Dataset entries
▼▼▼

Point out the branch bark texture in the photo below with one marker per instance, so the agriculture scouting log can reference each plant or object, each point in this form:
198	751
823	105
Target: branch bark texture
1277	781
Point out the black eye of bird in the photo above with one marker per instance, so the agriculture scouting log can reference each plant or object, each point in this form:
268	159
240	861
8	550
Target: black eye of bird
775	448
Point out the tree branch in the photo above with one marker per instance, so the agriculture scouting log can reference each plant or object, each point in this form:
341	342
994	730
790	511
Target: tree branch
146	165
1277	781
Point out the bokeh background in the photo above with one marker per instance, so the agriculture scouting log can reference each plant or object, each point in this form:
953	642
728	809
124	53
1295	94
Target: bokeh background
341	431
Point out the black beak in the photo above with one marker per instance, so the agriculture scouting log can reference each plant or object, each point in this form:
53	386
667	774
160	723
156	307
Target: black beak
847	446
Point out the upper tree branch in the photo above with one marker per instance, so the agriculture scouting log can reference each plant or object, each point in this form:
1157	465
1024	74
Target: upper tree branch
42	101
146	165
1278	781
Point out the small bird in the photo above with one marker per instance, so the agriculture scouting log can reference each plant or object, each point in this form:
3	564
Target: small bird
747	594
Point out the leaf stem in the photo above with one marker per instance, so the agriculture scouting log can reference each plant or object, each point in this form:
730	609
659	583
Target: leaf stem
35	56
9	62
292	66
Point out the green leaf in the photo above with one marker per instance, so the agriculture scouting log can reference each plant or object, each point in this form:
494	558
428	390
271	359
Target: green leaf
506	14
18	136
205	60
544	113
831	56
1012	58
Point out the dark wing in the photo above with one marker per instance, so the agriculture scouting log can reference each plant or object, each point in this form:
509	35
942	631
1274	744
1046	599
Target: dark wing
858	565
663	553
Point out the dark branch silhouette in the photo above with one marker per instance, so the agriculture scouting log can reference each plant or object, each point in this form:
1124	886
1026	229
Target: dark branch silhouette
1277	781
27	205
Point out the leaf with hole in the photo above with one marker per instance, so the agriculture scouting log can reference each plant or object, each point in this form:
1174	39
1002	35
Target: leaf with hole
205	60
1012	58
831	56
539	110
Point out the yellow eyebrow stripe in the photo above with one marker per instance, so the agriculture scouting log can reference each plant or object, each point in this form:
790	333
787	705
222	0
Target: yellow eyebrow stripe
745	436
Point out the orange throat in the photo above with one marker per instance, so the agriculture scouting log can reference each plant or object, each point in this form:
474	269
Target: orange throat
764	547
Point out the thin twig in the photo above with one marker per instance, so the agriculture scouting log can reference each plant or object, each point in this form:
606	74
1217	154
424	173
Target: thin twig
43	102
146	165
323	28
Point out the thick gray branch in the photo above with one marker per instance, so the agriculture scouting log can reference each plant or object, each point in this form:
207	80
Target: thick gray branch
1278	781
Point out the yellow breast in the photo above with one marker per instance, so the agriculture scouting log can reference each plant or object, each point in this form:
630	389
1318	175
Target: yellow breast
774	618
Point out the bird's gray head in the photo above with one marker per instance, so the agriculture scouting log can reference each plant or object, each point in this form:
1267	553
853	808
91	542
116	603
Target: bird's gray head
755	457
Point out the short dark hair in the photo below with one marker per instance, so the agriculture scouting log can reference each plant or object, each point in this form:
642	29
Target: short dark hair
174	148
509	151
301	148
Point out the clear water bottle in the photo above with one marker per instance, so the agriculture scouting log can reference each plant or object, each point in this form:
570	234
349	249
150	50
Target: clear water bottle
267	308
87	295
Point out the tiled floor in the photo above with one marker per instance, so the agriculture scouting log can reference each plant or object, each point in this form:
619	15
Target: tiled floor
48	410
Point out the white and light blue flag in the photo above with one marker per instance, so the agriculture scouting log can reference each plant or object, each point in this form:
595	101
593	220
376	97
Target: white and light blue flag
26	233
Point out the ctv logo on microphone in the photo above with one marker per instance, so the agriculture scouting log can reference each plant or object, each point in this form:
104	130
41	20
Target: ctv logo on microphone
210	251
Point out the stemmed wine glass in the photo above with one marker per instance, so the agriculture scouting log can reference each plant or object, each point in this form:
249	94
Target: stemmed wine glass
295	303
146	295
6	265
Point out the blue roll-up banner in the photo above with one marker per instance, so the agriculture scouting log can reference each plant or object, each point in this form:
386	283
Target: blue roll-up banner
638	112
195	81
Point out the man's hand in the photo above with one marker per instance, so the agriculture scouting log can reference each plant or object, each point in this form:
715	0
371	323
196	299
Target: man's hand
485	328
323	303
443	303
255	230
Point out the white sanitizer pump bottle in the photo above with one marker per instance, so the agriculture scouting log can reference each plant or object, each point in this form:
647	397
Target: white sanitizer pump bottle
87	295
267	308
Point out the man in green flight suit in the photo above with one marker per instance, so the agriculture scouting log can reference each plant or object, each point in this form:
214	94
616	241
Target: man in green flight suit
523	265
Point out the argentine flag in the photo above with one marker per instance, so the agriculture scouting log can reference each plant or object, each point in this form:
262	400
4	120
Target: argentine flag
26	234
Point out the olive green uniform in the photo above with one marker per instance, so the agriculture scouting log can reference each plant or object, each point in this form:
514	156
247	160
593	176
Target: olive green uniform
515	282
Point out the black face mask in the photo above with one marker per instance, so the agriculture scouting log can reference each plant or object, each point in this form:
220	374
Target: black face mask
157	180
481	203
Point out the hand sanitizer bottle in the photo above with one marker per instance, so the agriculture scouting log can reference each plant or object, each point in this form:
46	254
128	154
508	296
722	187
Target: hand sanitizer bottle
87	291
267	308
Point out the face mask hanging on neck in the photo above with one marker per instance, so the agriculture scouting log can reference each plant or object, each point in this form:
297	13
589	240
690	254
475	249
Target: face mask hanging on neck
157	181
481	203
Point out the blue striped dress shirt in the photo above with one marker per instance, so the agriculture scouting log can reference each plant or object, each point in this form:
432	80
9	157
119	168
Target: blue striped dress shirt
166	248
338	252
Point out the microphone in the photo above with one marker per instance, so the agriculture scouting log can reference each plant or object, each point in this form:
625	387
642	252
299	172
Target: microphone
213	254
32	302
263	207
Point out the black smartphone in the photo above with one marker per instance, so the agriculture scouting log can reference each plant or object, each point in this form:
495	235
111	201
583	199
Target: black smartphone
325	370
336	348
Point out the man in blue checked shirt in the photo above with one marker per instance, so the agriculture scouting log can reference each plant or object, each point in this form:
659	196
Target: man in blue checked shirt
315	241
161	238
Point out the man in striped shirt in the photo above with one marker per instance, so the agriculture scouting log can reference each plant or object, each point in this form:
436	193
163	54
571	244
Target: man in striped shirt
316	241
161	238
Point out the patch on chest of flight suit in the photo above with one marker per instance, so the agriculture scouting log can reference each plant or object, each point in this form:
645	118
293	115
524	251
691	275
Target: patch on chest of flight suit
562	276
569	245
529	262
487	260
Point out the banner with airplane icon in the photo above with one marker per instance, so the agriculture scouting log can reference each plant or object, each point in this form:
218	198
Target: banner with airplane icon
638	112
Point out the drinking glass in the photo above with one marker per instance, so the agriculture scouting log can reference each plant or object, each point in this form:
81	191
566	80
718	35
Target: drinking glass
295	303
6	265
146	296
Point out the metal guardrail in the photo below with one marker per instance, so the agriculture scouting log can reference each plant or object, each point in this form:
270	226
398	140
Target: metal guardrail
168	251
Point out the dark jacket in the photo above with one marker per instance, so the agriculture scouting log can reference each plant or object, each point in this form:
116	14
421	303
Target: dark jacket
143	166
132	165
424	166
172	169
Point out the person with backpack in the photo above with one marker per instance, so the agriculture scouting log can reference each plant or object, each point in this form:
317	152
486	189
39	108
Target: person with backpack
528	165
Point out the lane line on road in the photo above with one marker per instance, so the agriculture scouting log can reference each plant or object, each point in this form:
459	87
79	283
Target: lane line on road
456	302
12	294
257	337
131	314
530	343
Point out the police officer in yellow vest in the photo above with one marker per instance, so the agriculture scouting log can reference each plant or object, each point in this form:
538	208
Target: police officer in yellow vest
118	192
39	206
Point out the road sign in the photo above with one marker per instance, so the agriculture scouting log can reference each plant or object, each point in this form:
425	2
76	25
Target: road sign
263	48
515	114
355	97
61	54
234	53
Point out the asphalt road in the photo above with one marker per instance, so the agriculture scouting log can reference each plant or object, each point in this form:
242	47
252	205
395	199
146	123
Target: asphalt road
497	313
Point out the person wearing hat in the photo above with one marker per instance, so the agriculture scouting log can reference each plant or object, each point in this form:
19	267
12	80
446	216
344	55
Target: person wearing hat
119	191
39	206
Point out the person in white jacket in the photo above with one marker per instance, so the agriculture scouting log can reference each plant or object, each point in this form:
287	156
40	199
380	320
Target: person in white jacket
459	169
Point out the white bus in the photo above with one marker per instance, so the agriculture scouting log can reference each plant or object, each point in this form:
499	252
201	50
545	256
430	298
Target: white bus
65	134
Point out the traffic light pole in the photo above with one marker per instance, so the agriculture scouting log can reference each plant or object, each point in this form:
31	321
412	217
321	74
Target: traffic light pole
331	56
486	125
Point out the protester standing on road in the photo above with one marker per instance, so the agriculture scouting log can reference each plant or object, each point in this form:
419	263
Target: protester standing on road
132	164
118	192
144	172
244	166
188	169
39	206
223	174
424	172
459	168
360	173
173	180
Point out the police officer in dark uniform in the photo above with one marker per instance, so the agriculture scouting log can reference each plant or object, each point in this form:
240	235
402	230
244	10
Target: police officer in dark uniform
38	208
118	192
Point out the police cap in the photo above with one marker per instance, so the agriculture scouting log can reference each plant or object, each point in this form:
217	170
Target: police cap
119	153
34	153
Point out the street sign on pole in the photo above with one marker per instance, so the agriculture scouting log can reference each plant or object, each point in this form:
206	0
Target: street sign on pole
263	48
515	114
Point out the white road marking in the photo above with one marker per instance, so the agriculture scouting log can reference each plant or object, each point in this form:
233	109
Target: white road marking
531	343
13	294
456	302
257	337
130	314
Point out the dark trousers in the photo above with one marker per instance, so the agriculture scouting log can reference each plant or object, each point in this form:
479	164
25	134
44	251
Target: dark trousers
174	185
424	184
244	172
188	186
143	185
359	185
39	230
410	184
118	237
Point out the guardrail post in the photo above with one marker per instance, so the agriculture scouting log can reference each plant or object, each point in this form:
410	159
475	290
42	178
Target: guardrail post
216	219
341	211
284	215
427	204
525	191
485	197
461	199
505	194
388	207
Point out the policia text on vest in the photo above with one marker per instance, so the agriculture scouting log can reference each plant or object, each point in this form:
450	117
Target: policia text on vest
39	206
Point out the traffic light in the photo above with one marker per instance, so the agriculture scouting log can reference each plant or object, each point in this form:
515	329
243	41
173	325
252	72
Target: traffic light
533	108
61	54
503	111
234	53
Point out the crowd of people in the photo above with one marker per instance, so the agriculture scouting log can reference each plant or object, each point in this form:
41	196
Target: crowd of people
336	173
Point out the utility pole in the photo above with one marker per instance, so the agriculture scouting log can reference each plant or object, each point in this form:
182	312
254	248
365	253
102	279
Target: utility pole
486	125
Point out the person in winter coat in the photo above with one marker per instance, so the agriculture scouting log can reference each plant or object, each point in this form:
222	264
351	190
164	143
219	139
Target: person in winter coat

▲▲▲

* _GIVEN PROBLEM_
Each line from the one with "Point out the crowd" through the last line of the records must be written out word for word. Include nothing else.

* _FULL OUTPUT_
Point out the crowd of people in the photo above with one marker per instance, so the agriculture scouting log can reference each plant or object, each point in this form:
41	196
Target: crowd of people
336	173
Point out the utility pole in the photo above with one marker per instance, so the agriculture scouting log can reference each plant or object, each point in this form:
182	312
254	248
365	253
102	279
Target: utility pole
486	125
Point out the person in winter coat in the photo above with one marker per instance, so the agriculture scouting log can reference each plant or object, each point in this form:
222	264
351	190
164	143
219	139
Target: person in winter coat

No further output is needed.